* [Task to complete] Copy every row below word for word, but leave out the pictures.
-- START Provided records --
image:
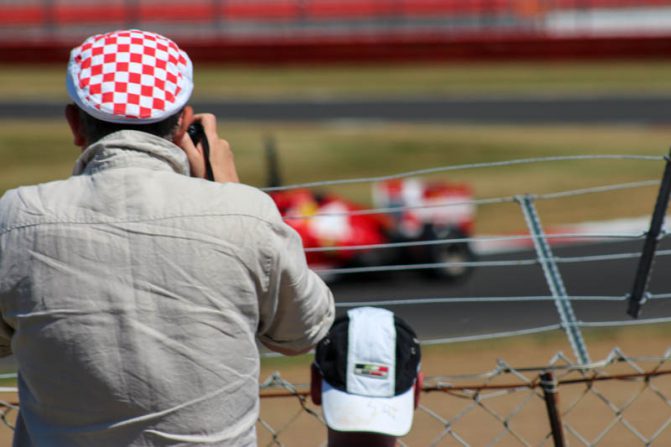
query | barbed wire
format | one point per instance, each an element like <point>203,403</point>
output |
<point>475,202</point>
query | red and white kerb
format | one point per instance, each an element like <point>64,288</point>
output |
<point>133,76</point>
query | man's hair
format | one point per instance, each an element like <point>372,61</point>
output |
<point>95,129</point>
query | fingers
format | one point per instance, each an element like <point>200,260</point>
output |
<point>194,155</point>
<point>221,155</point>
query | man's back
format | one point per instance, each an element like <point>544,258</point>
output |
<point>135,294</point>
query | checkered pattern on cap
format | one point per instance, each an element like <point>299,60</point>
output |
<point>129,76</point>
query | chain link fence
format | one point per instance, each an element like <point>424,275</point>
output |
<point>620,401</point>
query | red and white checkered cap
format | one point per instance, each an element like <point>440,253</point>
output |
<point>129,76</point>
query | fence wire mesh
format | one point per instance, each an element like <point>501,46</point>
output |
<point>619,401</point>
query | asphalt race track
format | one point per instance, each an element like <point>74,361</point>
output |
<point>435,321</point>
<point>538,110</point>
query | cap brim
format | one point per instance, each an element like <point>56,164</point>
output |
<point>351,412</point>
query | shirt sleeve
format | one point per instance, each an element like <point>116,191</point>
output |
<point>298,309</point>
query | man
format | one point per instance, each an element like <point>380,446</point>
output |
<point>132,294</point>
<point>366,377</point>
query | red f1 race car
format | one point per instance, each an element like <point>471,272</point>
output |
<point>410,219</point>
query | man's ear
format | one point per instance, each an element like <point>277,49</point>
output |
<point>72,116</point>
<point>419,384</point>
<point>185,120</point>
<point>315,385</point>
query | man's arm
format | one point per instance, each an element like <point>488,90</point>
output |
<point>299,308</point>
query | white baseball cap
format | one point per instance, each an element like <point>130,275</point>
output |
<point>129,76</point>
<point>369,363</point>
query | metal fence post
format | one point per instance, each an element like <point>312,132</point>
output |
<point>554,280</point>
<point>638,294</point>
<point>551,395</point>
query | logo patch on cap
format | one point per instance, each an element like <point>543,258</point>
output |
<point>371,370</point>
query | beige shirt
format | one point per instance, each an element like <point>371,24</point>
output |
<point>132,297</point>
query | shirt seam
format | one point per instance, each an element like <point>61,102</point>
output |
<point>143,220</point>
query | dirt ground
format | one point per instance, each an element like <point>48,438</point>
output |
<point>475,421</point>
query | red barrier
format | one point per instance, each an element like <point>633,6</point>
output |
<point>383,49</point>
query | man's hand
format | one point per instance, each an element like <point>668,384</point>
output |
<point>221,156</point>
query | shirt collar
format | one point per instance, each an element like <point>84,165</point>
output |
<point>132,148</point>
-- END Provided records --
* [Result below]
image:
query | barbed wire
format | one point per instance, each an element like <point>203,403</point>
output |
<point>475,202</point>
query | red and white kerb
format | one point per instance, each an element like <point>64,288</point>
output |
<point>133,76</point>
query | man's hair
format | one point per instance, each an element like <point>372,61</point>
output |
<point>95,129</point>
query | fingers
format | one point per instance, each an element like <point>200,260</point>
output |
<point>194,155</point>
<point>221,155</point>
query | man's back
format | one point per instance, each an element like <point>544,258</point>
output |
<point>135,294</point>
query | checkered pattern on cap
format | one point per instance, each an element like <point>299,60</point>
output |
<point>129,76</point>
query | chain link fence
format | one point per instance, each an element like <point>424,275</point>
output |
<point>620,401</point>
query | red and white checkered cap
format | one point per instance, each an element like <point>440,253</point>
output |
<point>129,76</point>
query | fence wire mesh
format | one point per instance, each an element like <point>501,46</point>
output |
<point>619,401</point>
query | asphalt race track
format | one point per instance, each an element like <point>74,361</point>
output |
<point>435,321</point>
<point>538,110</point>
query | cap brim
format | one point per instance, each an element like <point>56,164</point>
output |
<point>351,412</point>
query | shirt sleeve
format | one point per instance, each an element like <point>116,191</point>
output |
<point>298,309</point>
query | man
format | one point per instance, each an element like <point>380,446</point>
output |
<point>132,294</point>
<point>366,377</point>
query | red f1 race car
format | one point per instance, each an element like <point>471,272</point>
output |
<point>410,219</point>
query | man's ear
format | one point per instance, each an element like <point>277,49</point>
output |
<point>72,116</point>
<point>419,384</point>
<point>185,120</point>
<point>315,385</point>
query | man's arm
format | one point per instance, each an element like <point>488,90</point>
output |
<point>299,308</point>
query | white baseball cap
format | one point per instance, each an element like <point>130,275</point>
output |
<point>129,76</point>
<point>369,363</point>
query | metal fence post
format | one point per instance, each an element like <point>312,132</point>
output |
<point>554,280</point>
<point>638,294</point>
<point>551,395</point>
query | logo patch on cap
format | one point per instance, each an element like <point>543,258</point>
output |
<point>371,370</point>
query | beige shirt
format | one point per instance, each an element like <point>371,24</point>
output |
<point>132,297</point>
query | shirt seam
format | one point per instance, each an element like <point>61,102</point>
output |
<point>143,220</point>
query | dirt ground
format | one point per instance, each an element like <point>48,438</point>
output |
<point>475,421</point>
query | red barrier
format | one point per instance, each an element like <point>633,6</point>
output |
<point>383,49</point>
query | man's hand
format | one point per instance, each an element like <point>668,384</point>
output |
<point>221,156</point>
query | shirt collar
format | one point per instance, each an element like <point>84,165</point>
output |
<point>132,148</point>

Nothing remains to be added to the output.